● **PROBLEM REQUIREMENTS**
Please tally the lines below that contain the word "wheel" and reply with the total alone.

● **GIVEN RECORDS**

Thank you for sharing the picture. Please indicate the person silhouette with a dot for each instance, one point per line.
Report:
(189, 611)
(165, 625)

* * *

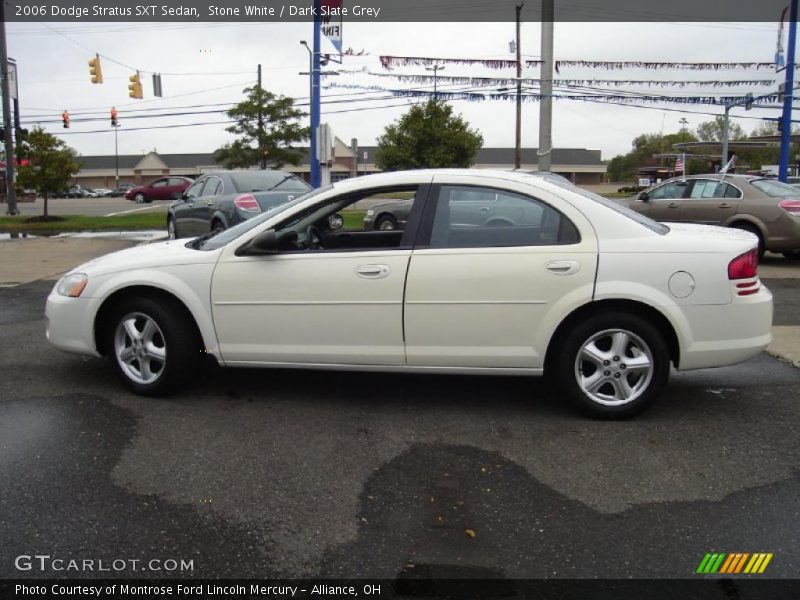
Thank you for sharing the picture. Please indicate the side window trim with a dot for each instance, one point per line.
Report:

---

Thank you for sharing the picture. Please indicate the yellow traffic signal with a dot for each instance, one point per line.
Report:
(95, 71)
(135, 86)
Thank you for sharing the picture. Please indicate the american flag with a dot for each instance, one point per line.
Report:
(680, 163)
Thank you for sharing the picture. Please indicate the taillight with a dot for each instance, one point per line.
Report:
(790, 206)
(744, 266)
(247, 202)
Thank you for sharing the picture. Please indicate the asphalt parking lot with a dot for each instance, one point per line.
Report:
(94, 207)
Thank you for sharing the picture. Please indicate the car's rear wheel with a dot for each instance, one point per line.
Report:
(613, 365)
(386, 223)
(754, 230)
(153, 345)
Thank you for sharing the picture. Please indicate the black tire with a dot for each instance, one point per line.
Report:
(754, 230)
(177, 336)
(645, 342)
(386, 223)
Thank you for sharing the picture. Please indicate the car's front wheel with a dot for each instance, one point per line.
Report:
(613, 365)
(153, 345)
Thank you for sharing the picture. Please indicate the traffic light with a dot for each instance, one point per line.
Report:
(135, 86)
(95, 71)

● **SOLVED PROBLEM**
2